- **DOCUMENT SECTION**
+ + + + +

Mi-jin asks if Su-ah is really cool with the situation, and Su-ah nods that she is. That piques Mi-jin’s interest—then where does Su-ah draw the line? Su-ah says that talking at a bar and even at a hotel is fine if it’s only for a few hours. But when Mi-jin asks if even talking all night is okay, it triggers Su-ah’s memories of sitting in the airport with Do-woo. “Well,” she says quickly, “if they’re in a lobby, the conversation could get long, right?” Mi-jin lauds Su-ah’s standards, calling her level of indifference amazing.
Su-ah points out that she’s not the type to get insecure easily. Mi-jin finds this strange and asks if Jin-suk really does have something going on, but Su-ah denies it, asking Mi-jin to let her know if she hears any rumors. When Su-ah gets up to leave, too drained of energy to pack as she’d originally planned, Mi-jin assures her that their young coworkers are infatuated by Jin-suk’s charisma, but in the end, everyone knows he’s married to Su-ah.
Back at the bar in Sydney, Jin-suk returns to pick up his lost phone. He starts to ask one of the waiters for it when he spots the pair of flight attendants waving at him. After recovering his phone from them, he looks through it for any suspicious activity, although the girl explains willingly: She “accidentally” answered a call from his wife. Jin-suk, however, only checks to see whether they know that his wife is Su-ah, their sunbae. They do, of course—they just don’t care. She tells him he’s welcome to join them, but he declines the offer and leaves to pay his bill.
Annoyed, the girl whips out her phone to text him: “Did I do something wrong?” Jin-suk reads the text and ignores it, right in front of her. Later, he receives another text from her, which he ignores.
Back in her hotel room, the girl fumes at her phone. We flash back through their relationship: On their first flight to Sydney, they happened to see each other at a bar. Their eyes had met as soon as she’d walked in, and his unfaltering gaze had pushed her to talk to him. They’d bantered flirtatiously, shared a few secretive smiles, and she’d even ended up at his hotel room a few times for extra drinks. They’d gotten to know each other, with her sharing her difficulties at work and him his emotions of loneliness, and she thought they were getting rather close—and yet, when they returned to Korea, he’d started ignoring her completely.
Meanwhile, Hye-won digs through Annie’s luggage, flipping through her diaries and books, apparently in search of something. At the same time, Do-woo pulls up to his friend’s restaurant. His friend complains that he was just about to close up, though he nods Do-woo inside.

+ + + + +

Records from a dataset:
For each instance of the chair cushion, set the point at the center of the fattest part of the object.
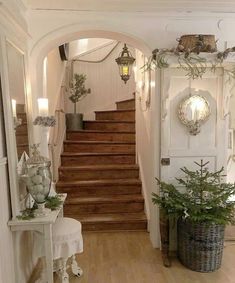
(67, 237)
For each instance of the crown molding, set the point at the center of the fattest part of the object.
(9, 22)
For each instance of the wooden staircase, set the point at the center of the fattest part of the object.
(100, 175)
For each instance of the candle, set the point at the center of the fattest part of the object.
(13, 103)
(43, 107)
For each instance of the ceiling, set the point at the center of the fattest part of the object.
(214, 6)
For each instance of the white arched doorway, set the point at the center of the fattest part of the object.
(36, 56)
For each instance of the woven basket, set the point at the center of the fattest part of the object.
(200, 247)
(198, 42)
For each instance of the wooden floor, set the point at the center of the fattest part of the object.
(128, 257)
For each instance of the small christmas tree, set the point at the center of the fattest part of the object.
(206, 198)
(78, 90)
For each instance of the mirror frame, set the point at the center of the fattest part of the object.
(12, 160)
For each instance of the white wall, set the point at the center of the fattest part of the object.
(15, 249)
(55, 76)
(104, 81)
(81, 46)
(147, 138)
(6, 241)
(16, 74)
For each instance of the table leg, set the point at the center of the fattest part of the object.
(48, 252)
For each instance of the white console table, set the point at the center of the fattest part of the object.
(44, 226)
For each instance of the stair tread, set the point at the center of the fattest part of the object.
(109, 121)
(100, 131)
(100, 182)
(127, 100)
(106, 199)
(101, 167)
(116, 217)
(99, 142)
(118, 110)
(75, 154)
(21, 134)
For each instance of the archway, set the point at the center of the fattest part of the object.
(41, 48)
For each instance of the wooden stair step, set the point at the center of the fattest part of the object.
(126, 104)
(100, 146)
(22, 116)
(20, 108)
(21, 138)
(112, 222)
(99, 187)
(97, 172)
(91, 135)
(91, 158)
(23, 128)
(107, 204)
(106, 125)
(117, 115)
(21, 148)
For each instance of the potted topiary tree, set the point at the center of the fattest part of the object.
(203, 209)
(74, 121)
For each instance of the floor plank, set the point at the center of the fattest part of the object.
(128, 257)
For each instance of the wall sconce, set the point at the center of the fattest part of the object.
(17, 122)
(43, 119)
(125, 62)
(193, 112)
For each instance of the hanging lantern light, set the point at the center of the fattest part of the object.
(125, 61)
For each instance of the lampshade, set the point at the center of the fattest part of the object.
(125, 62)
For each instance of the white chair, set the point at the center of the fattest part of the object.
(67, 242)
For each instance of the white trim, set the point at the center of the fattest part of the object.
(3, 161)
(9, 20)
(9, 129)
(144, 189)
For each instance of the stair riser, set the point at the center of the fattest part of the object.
(94, 160)
(84, 136)
(133, 226)
(73, 175)
(22, 129)
(98, 148)
(21, 149)
(123, 105)
(104, 208)
(116, 116)
(99, 190)
(20, 108)
(22, 116)
(21, 139)
(109, 126)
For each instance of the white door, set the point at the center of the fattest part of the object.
(178, 147)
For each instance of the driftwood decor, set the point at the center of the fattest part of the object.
(189, 58)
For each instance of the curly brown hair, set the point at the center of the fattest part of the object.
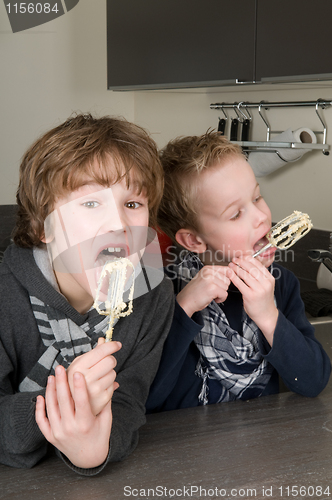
(60, 160)
(183, 160)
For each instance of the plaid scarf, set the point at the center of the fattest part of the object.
(230, 357)
(64, 340)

+ + + + +

- **PARTS OF THE EXERCISE**
[1] List every line of the records that contains the string "chair", treating uppercase and lowercase as different.
[2] Extend the episode recap about Su-ah, Jin-suk and their coworkers, picking up after its last sentence.

- **ANSWERS TO THE EXERCISE**
[1]
For each instance of the chair cushion, set the point at the center of the fattest part of the object.
For each instance of the white chair, set the point at the center of the fattest part of the object.

[2]
Do-woo reflects to himself that so much has happened in just one day since his time with Su-ah; back at home, Su-ah thinks the same. Later, Su-ah sits at the edge of Hyo-eun’s bed and watches her sleeping face, while Do-woo spends the night in his office, looking at the pictures of Seoul’s sky that Annie loved so much.
The next morning, the young flight attendant appears at Jin-suk’s hotel room, but Jin-suk flatly tells her that just because they had a few conversations doesn’t mean they have some kind of exclusive relationship. He strolls out, leaving the girl humiliated and furious. As the crew checks out of the hotel, he greets each of them with an unperturbed and professional smile. Creepy.
Back at Do-woo’s house, Grandma surprises him by pushing an ornament she worked on all night toward him, asking him to give it to the person who packed Annie’s things. She tells him that relationships are precious: “Everyone is connected to each other, thread by thread.” He accepts it, looking both surprised and touched.
Su-ah, meanwhile, reads Jin-suk’s “manual” out loud to a miserable Young-sook, which instructs them to stay at his mother’s house for six months and reorient themselves. He’s already arranged for Hyo-eun’s transfer to a local school, and so Su-ah walks an uneasy Hyo-eun there for her first day.
When Su-ah turns around, a plump woman with short hair is looking curiously at her. Su-ah takes a moment before she recognizes her as an old friend: “Hyun-joo unni?” Su-ah and Hyun-joo find themselves at a café to catch up, where Hyun-joo helps herself to a waffle. She tells Su-ah that she regrets being so self-conscious about her body when she was young, and now that she has three kids, she’s sworn herself to sugar and enjoying herself for a few years.
Su-ah tells Hyun-joo about moving into her mother-in-law’s house so that someone can reliably take care of Hyo-eun. She knows that everything could be solved if she just quit her job, but Hyun-joo cuts her off to tell her not to quit—she’s good at her job. Besides, they both note that they married the right men for them.
Young-sook texts Su-ah just as she’s about to enter her house, asking if she is perhaps going home “by accident.” Su-ah is freaked out, but Young-sook just replies that she’s on her way there to talk to make plans about Hyo-eun, as per Jin-suk’s manual. At the same moment, however, Do-woo texts her, asking if they can meet up. Eager to get out of the house, Su-ah makes up an excuse to leave, feeling frustrated.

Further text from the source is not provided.